### Challenge A:
Turn every line of the records into a numbered list, skipping blank lines and leaving the picture out.

### Text:
━━━━━━━━━━━━━━━━━━━━

His work addresses critical challenges such as adapting to new domains, learning from diverse and often conflicting datasets, and handling rare or previously unseen objects—capabilities essential for ensuring AI reliability in real-world deployments. He develops methods that integrate semantic segmentation, multi-modal learning, and architecture optimization to create models that are not only high-performing but also computationally efficient and interpretable. This balance allows NEC’s visual AI platforms to deliver accurate, explainable results in time-sensitive and safety-critical contexts, from autonomous systems to large-scale video analytics. By combining deep technical innovation with practical deployment considerations, his research strengthens NEC’s ability to deliver AI solutions that operate robustly across varied conditions and evolving operational environments.

Posts

AIDE: An Automatic Data Engine for Object Detection in Autonomous Driving

Autonomous vehicle (AV) systems rely on robust perception models as a cornerstone of safety assurance. However, objects encountered on the road exhibit a long-tailed distribution, with rare or unseen categories posing challenges to a deployed perception model. This necessitates an expensive process of continuously curating and annotating data with significant human effort. We propose to leverage recent advances in vision-language and large language models to design an Automatic Data Engine (AIDE) that automatically identifies issues, efficiently curates data, improves the model through auto-labeling, and verifies the model through generation of diverse scenarios. This process operates iteratively, allowing for continuous self-improvement of the model. We further establish a benchmark for open-world detection on AV datasets to comprehensively evaluate various learning paradigms, demonstrating our method’s superior performance at a reduced cost.

━━━━━━━━━━━━━━━━━━━━

[Source data]
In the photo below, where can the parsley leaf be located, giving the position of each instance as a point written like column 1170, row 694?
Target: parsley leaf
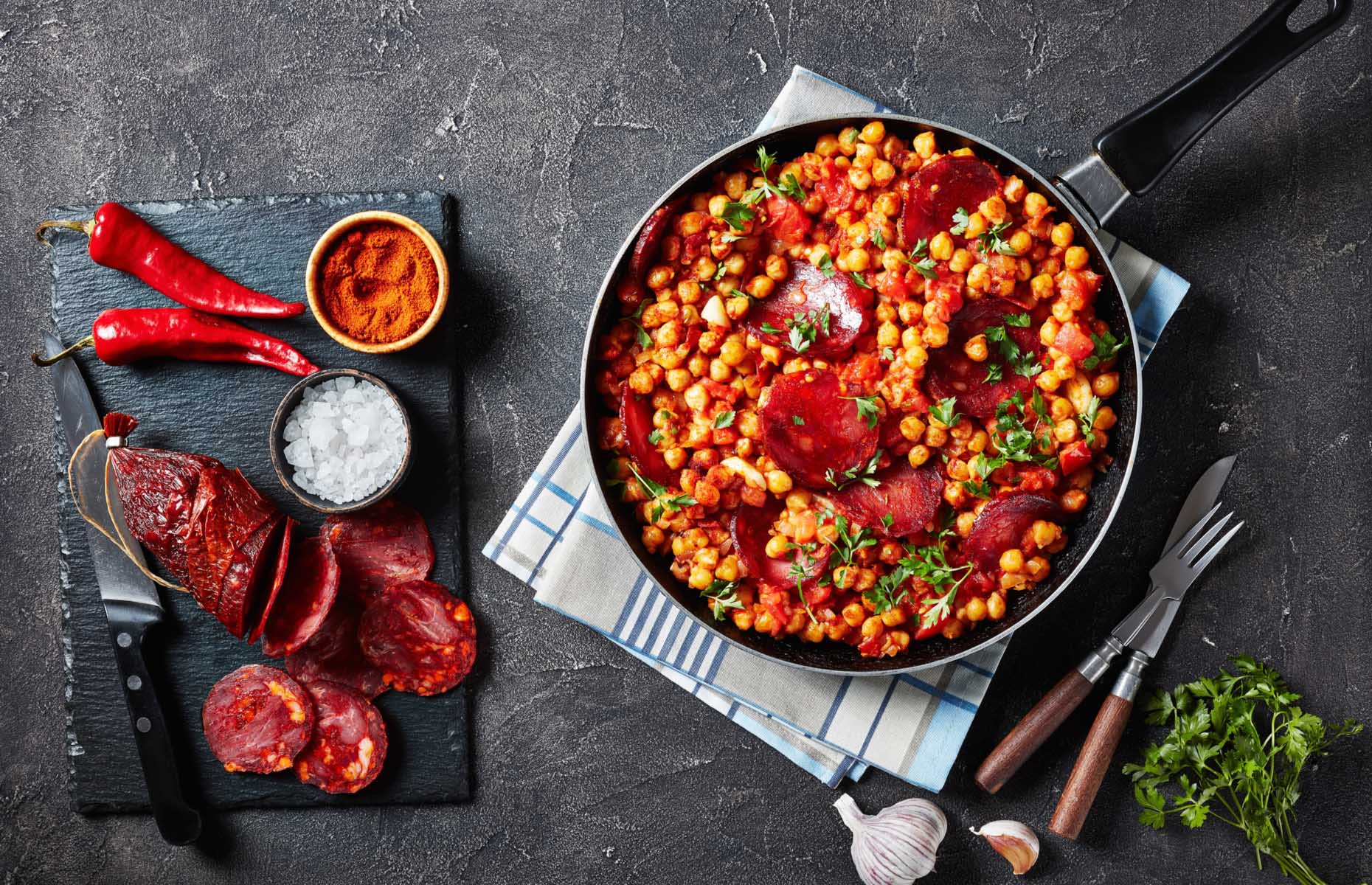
column 943, row 412
column 1106, row 349
column 1235, row 752
column 738, row 215
column 867, row 409
column 724, row 594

━━━━━━━━━━━━━━━━━━━━

### Challenge B:
Carry on the text about the Automatic Data Engine for autonomous driving, starting right after its final sentence.

### Task response A:
1. In the photo below, where can the parsley leaf be located, giving the position of each instance as a point written like column 1170, row 694?
2. Target: parsley leaf
3. column 943, row 412
4. column 1106, row 349
5. column 1235, row 752
6. column 738, row 215
7. column 867, row 409
8. column 724, row 594

### Task response B:
Learning Semantic Segmentation from Multiple Datasets with Label Shifts

While it is desirable to train segmentation models on an aggregation of multiple datasets, a major challenge is that the label space of each dataset may be in conflict with one another. To tackle this challenge, we propose UniSeg, an effective and model-agnostic approach to automatically train segmentation models across multiple datasets with heterogeneous label spaces, without requiring any manual relabeling efforts. Specifically, we introduce two new ideas that account for conflicting and co-occurring labels to achieve better generalization performance in unseen domains. First, we identify a gradient conflict in training incurred by mismatched label spaces and propose a class-independent binary cross-entropy loss to alleviate such label conflicts. Second, we propose a loss function that considers class-relationships across datasets for a better multi-dataset training scheme. Extensive quantitative and qualitative analyses on road-scene datasets show that UniSeg improves over multi-dataset baselines, especially on unseen datasets, e.g., achieving more than 8%p gain in IoU on KITTI. Furthermore, UniSeg achieves 39.4% IoU on the WildDash2 public benchmark, making it one of the strongest submissions in the zero-shot setting. Our project page is available at https://www.nec-labs.com/~mas/UniSeg.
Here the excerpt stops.